[WORK ORDER A]: Which abbreviations appear in the muscle MRI article? List each one.
[WORK ORDER B]: How would you say this sentence from the muscle MRI article in Spanish: "Muscle MRI has been particularly useful as a biomarker of muscle function in patients with neuromuscular disorders."
[WORK ORDER C]: Reproduce the muscle MRI article from "All participants had" to "and leg muscles.".

[SUPPLIED TEXT]:
Muscle MRI Scans May Help Check for Disease Progression, Study Says
MRI scans of pelvis and leg muscles may serve as a marker of progression and treatment response in people with hereditary transthyretin (ATTRv) amyloidosis, a group of conditions that also includes familial amyloid polyneuropathy (FAP), a small Italian study suggests.
The study, “Muscle MRI as a Useful Biomarker in Hereditary Transthyretin Amyloidosis: A Pilot Study,” was published in the journal Genes.
FAP is caused by inheritable mutations in the TTR gene. These mutations lead to the buildup of a misfolded version of a protein called transthyretin in multiple tissues, including muscles, interfering with their function.
Early diagnosis and availability of disease-modifying therapies have significantly changed disease management. However, reliable disease biomarkers that inform about disease progression, as well as treatment response, are vital.
Muscle MRI has been particularly useful as a biomarker of muscle function in patients with neuromuscular disorders.
Now, researchers at the Università Cattolica del Sacro Cuore in Italy evaluated the diagnostic potential of muscle MRI in a group of ATTRv patients.
They evaluated 10 patients — nine men and one woman, with a mean age at disease onset of 63.2 — and 10 gender- and age-matched participants (mean age of 66.8) with muscle pain but no evidence of neuromuscular disease, who served as controls.
All participants had MRI scans of the pelvis and legs. Scans were evaluated by two investigators with experience in muscle imaging and blinded to study participants, meaning they didn’t know to whom the scans belonged.
In total, 27 muscles were evaluated and given a score from zero to five. A score of zero indicated muscles had a normal appearance, while higher scores were associated with increasingly severe muscle abnormalities. Also, they calculated the “total fatty infiltration score” by adding the scores of pelvis, tight, and leg muscles.
Results showed that all ATTRv patients had abnormal muscles. The tensor fasciae latae, a thigh muscle, and the soleus muscle, a flat, broad muscle of the calf, were the more severely affected ones. The researchers found that 90% of the patients scored two or higher, indicative of moderate muscle impairment.

[RECORDS PROVIDED]:
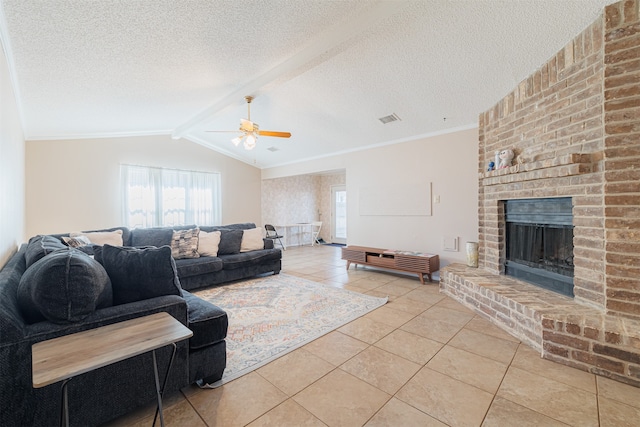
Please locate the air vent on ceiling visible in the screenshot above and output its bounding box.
[378,113,401,125]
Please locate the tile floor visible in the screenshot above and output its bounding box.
[110,246,640,427]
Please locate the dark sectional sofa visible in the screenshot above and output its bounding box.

[OUTPUT A]: MRI, ATTRv, FAP, TTR

[OUTPUT B]: La resonancia magnética muscular ha sido particularmente útil como biomarcador de la función muscular en pacientes con trastornos neuromusculares.

[OUTPUT C]:
All participants had MRI scans of the pelvis and legs. Scans were evaluated by two investigators with experience in muscle imaging and blinded to study participants, meaning they didn’t know to whom the scans belonged.
In total, 27 muscles were evaluated and given a score from zero to five. A score of zero indicated muscles had a normal appearance, while higher scores were associated with increasingly severe muscle abnormalities. Also, they calculated the “total fatty infiltration score” by adding the scores of pelvis, tight, and leg muscles.